## TEXT SEGMENT
Chicago Marathon (2020)

Race Status

July 13

2020 Event Cancellation

On Monday, July 13, event organizers and the City of Chicago announced the decision to cancel the 2020 Bank of America Chicago Marathon and all race weekend activities in response to the ongoing public health concerns brought on by the coronavirus pandemic.

In regard to the unique set of circumstances surrounding the decision to cancel the 2020 race, the event has put into place an exception to our standard event policies. Each registered participant will have the option to receive a refund for their 2020 race entry or to defer their place and entry fee to a future edition of the Bank of America Chicago Marathon (2021, 2022 or 2023).

2020 Bank of America Chicago Marathon registered participants will be contacted via email with additional information and the opportunity to select one of the following options.

On December 12th on my way to a holiday breakfast at work, my email chimed with the following note:

Congratulations! Your application for an entry to the Bank of America Chicago Marathon has been selected. Log into your participant account to manage your events, update your personal settings, buy products and much more!

Your entry is valid for your participation only in the 2020 Bank of America Chicago Marathon and cannot be transferred. Your entry fee cannot be refunded.

Thus began a ten month journey to get to the start line of yet another marathon, in a city where I'd never been, for a race distance I swore to myself I'd never run again. What could go wrong? At this point, nothing... I hope.

July 12, 2020

The inevitable. A shoe has finally dropped.

I’d be lying if I didn’t admit that for the last 2 months I’ve been refreshing my email and poking through social media to get some sense of if the marathon will be run or not.

As I write this, and avoiding as much political finger pointing as possible, the United States has royally screwed the pooch with respect to this pandemic. The country is spiraling out of control, and in no way do I feel safe even transiting through there let alone visiting for a weekend and running a marathon with 40,000 other people. Literally millions of people are sick and dying, and it has become a small wonder that one of the last holdouts for putting runner safety ahead of race profits turned out to be the one marathon I was registered for: Chicago.

So which shoe dropped? The airline apparently is more concerned with my health than a fitness organization. Our inbound US flights were cancelled this morning and the booking agency called us to offer a travel credit — which we took, obviously.

So while I am still — technically — registered to run Chicago in October, I have no way to get there, no where to stay if I got there, and no real intention of looking for either.

I may have another update when Chicago Marathon does the responsible thing and pulls the plug on the race and offers an alternative plan or refund, but seven months to the day of receiving that delightful (if terrifying) confirmation of my entry, five months after booking our trip, I can say with near absolute certainty there will be no running a marathon in the windy city for me this fall.

## THE DATA
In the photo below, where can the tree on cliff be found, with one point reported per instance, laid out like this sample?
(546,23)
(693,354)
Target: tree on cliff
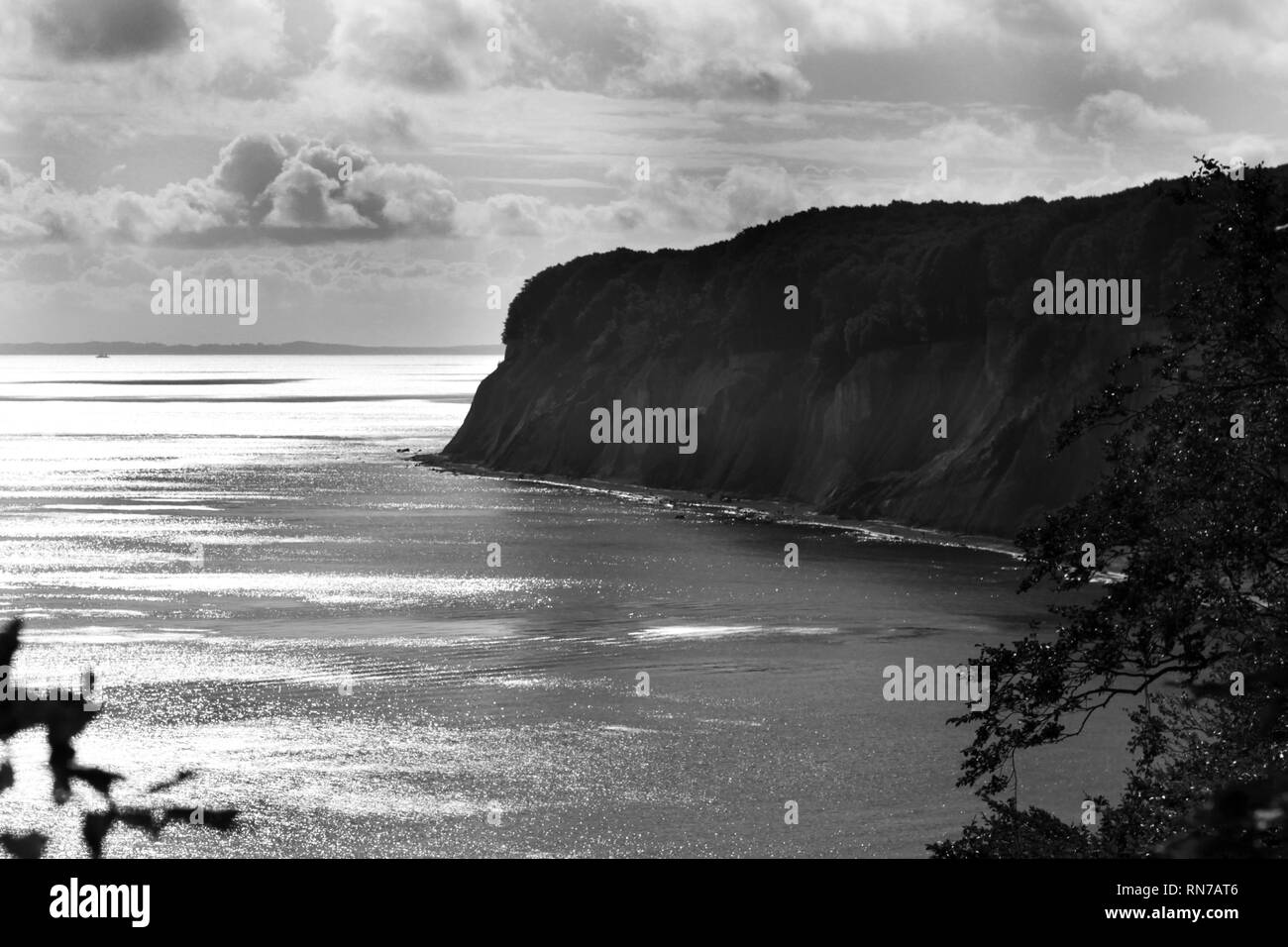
(1192,519)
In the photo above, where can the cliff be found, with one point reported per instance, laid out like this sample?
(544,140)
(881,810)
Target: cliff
(905,312)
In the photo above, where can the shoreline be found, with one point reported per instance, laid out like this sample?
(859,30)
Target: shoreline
(771,512)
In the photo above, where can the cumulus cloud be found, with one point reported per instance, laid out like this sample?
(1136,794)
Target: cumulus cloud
(263,187)
(1126,115)
(75,30)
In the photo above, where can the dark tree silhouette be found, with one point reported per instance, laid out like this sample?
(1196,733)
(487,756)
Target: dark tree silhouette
(1193,519)
(63,718)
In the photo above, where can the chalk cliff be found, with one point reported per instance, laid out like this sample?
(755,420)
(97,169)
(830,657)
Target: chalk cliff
(905,312)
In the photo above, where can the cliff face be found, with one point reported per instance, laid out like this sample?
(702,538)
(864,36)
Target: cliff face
(905,312)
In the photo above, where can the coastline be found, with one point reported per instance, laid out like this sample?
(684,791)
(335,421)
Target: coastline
(732,508)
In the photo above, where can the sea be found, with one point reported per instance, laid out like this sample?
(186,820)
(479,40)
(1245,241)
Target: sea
(368,657)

## USING THE INFORMATION
1. Summarize the Chicago Marathon (2020) text in two sentences.
2. For each statement, answer yes or no according to the Chicago Marathon (2020) text, and quote the words that decide it.
(a) The entry confirmation email said the entry could be transferred to another runner.
(b) After the inbound US flights were cancelled, the booking agency offered a travel credit.
(c) The writer had been to Chicago before.

## EXERCISE RESPONSES
1. On July 13, event organizers and the City of Chicago canceled the 2020 Bank of America Chicago Marathon because of coronavirus concerns, and registered participants could choose a refund or defer their entry to 2021, 2022 or 2023. The writer, whose entry was selected on December 12, learned on July 12, 2020 that the inbound US flights for the trip were cancelled and was nearly certain of not running a marathon in Chicago that fall.

2.
(a) No: "Your entry is valid for your participation only in the 2020 Bank of America Chicago Marathon and cannot be transferred."
(b) Yes: "Our inbound US flights were cancelled this morning and the booking agency called us to offer a travel credit"
(c) No: "in a city where I'd never been"